◆ **MATERIAL TO PROCESS**:
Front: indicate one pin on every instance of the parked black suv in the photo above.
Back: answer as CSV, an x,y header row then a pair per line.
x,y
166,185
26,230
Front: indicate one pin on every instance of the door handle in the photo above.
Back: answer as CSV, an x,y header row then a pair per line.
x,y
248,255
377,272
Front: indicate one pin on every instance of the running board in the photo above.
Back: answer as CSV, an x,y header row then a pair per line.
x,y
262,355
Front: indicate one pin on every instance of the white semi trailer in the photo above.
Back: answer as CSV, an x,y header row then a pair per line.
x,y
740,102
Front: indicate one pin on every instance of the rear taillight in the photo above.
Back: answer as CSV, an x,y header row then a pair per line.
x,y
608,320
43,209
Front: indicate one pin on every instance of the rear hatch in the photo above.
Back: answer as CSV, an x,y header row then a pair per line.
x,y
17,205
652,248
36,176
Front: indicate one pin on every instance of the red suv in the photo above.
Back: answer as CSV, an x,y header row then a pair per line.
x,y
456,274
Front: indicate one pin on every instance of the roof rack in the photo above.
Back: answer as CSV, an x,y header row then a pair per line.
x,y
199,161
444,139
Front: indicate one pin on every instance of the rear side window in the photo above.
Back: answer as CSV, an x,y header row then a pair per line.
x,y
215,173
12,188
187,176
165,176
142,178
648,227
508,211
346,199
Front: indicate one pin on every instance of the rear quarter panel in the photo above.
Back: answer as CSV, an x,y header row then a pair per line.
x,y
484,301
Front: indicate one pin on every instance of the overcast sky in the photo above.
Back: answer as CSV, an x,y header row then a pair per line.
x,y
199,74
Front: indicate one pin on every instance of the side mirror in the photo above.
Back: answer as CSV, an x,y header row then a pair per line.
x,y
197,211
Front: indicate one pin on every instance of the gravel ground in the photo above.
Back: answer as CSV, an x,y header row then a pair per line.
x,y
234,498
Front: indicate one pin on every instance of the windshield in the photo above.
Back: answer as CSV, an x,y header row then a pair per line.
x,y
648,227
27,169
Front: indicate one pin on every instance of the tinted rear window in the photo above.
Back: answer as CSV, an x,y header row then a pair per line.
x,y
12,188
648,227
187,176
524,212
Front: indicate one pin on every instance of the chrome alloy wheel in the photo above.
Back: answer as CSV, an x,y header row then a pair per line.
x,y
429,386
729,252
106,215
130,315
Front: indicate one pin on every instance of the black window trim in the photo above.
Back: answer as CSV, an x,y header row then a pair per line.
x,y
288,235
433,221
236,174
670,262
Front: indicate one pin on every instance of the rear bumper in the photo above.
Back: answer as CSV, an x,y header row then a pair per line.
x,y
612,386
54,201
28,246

◆ **WRITTEN INSTRUCTION**:
Replace "rear bumper" with "back bumper" in the stretch from the line containing "Front: indicate one pin on every instance of the black" through the last line, and change nothing else. Give back only those lines.

◆ **TASK OUTPUT**:
Front: indicate one pin on every instance of the black window trim in the photo above.
Back: answer as CSV, an x,y header row then a pair per line.
x,y
288,235
433,221
236,174
670,262
Front: indicate one pin on every instance of the back bumper in the photo above.
Back: answer as CSV, an x,y header row then a pair per line.
x,y
612,386
54,201
28,246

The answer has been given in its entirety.